#### Job
Rewrite every line of the items below as a numbered list, leaving out the blank lines.

#### Outlines of named regions
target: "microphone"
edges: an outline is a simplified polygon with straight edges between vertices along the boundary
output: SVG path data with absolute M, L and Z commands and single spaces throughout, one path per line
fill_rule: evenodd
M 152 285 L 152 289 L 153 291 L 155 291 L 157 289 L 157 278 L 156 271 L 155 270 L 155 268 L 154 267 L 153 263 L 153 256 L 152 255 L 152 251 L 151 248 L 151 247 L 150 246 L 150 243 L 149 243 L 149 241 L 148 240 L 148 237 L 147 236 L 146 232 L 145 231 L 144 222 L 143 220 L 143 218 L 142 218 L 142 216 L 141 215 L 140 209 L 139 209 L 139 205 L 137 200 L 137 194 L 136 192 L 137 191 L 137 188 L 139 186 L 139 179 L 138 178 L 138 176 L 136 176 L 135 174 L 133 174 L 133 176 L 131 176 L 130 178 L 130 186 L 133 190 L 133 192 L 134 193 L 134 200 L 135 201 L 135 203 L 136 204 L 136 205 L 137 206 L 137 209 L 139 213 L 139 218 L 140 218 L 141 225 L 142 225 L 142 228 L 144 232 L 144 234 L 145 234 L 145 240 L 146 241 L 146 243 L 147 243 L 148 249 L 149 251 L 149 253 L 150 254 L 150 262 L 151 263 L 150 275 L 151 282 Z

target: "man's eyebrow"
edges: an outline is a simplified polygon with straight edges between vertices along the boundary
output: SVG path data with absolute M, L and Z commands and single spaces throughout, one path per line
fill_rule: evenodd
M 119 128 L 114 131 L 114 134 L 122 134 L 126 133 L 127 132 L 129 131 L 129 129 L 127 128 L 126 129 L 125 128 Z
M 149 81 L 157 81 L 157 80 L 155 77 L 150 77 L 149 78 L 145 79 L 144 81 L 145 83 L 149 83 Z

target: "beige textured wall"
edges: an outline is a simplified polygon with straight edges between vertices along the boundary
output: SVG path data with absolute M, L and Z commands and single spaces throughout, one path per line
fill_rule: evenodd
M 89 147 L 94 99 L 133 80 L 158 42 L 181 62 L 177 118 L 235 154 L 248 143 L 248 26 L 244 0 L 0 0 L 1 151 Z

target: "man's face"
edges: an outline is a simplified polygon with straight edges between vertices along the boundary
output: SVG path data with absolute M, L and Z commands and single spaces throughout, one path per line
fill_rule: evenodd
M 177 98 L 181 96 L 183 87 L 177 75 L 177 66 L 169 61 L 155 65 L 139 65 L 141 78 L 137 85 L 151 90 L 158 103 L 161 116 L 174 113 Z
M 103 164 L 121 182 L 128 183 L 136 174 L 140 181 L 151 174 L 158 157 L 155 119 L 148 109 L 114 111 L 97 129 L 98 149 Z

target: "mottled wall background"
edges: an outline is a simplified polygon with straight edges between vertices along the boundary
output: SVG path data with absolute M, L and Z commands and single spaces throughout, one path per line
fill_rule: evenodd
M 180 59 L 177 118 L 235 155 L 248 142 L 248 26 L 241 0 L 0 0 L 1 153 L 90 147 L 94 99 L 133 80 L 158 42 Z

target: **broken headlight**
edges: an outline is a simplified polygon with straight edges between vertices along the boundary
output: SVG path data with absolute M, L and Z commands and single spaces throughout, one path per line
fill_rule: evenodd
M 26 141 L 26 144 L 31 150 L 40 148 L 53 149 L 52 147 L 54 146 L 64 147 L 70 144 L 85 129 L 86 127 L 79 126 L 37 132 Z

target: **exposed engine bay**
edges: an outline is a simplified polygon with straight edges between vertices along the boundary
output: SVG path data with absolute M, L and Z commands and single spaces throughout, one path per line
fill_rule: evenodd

#### Reply to the task
1. target: "microphone"
2. edges: an outline is a simplified polygon with straight edges between vertices along the boundary
3. output: SVG path data with absolute M, L and Z commands and single spaces throughout, one path per line
4. fill_rule: evenodd
5. M 152 285 L 152 289 L 153 291 L 155 291 L 157 289 L 157 278 L 156 271 L 155 270 L 155 268 L 154 267 L 153 263 L 153 256 L 152 255 L 152 251 L 151 248 L 151 247 L 150 246 L 150 243 L 149 243 L 149 241 L 148 240 L 148 237 L 147 236 L 146 232 L 145 231 L 144 222 L 143 220 L 143 218 L 142 218 L 142 216 L 141 215 L 140 209 L 139 209 L 139 205 L 137 200 L 137 194 L 136 192 L 137 191 L 137 188 L 139 186 L 139 179 L 138 178 L 138 176 L 136 176 L 135 174 L 133 174 L 133 176 L 131 176 L 130 178 L 130 186 L 133 190 L 133 192 L 134 193 L 134 200 L 135 201 L 135 203 L 136 204 L 136 205 L 137 206 L 137 209 L 139 213 L 139 218 L 140 218 L 141 225 L 142 225 L 142 228 L 144 232 L 144 234 L 145 234 L 145 240 L 146 241 L 146 243 L 147 243 L 148 249 L 149 251 L 149 253 L 150 254 L 150 262 L 151 263 L 150 275 L 151 282 Z
6. target: "man's eyebrow"
7. edges: an outline is a simplified polygon with straight edges between vertices along the boundary
8. output: SVG path data with absolute M, L and Z commands and single spaces throughout, one path per line
9. fill_rule: evenodd
10. M 119 128 L 114 131 L 114 134 L 122 134 L 126 133 L 127 132 L 129 131 L 129 129 L 127 128 L 126 129 L 125 128 Z
11. M 149 81 L 157 81 L 157 80 L 155 77 L 150 77 L 149 78 L 145 79 L 144 81 L 145 83 L 149 83 Z
12. target: "beige textured wall"
13. edges: an outline is a simplified polygon with straight edges between vertices along the boundary
14. output: SVG path data with absolute M, L and Z commands and single spaces throughout, one path per line
15. fill_rule: evenodd
16. M 89 147 L 94 99 L 133 80 L 158 42 L 181 62 L 177 118 L 235 154 L 248 143 L 248 26 L 244 0 L 0 0 L 1 151 Z
17. target: "man's face"
18. edges: an outline is a simplified polygon with straight edges between vertices along the boundary
19. output: SVG path data with absolute M, L and Z commands and single spaces throughout, one path per line
20. fill_rule: evenodd
21. M 177 98 L 181 96 L 183 87 L 177 75 L 177 66 L 169 61 L 155 65 L 139 65 L 141 78 L 137 85 L 151 90 L 158 103 L 161 116 L 174 113 Z
22. M 103 164 L 121 182 L 128 183 L 136 174 L 140 181 L 151 174 L 158 157 L 155 119 L 148 109 L 114 111 L 97 129 L 98 149 Z
23. target: "mottled wall background"
24. edges: an outline is a simplified polygon with straight edges between vertices along the boundary
25. output: SVG path data with absolute M, L and Z commands and single spaces throughout, one path per line
26. fill_rule: evenodd
27. M 180 59 L 177 118 L 235 155 L 248 142 L 248 26 L 241 0 L 0 0 L 1 153 L 90 147 L 94 99 L 133 80 L 158 42 Z
28. target: **broken headlight**
29. edges: an outline is a simplified polygon with straight edges between vertices along the boundary
30. output: SVG path data with absolute M, L and Z commands and single spaces throughout, one path per line
31. fill_rule: evenodd
32. M 26 141 L 26 144 L 31 150 L 40 148 L 53 149 L 52 147 L 54 146 L 64 147 L 70 144 L 85 129 L 86 127 L 79 126 L 37 132 Z
33. target: **exposed engine bay**
34. edges: an outline is a simplified polygon with straight edges between vertices along the boundary
35. output: SVG path data with absolute M, L and Z commands and single spaces throughout, one path per line
36. fill_rule: evenodd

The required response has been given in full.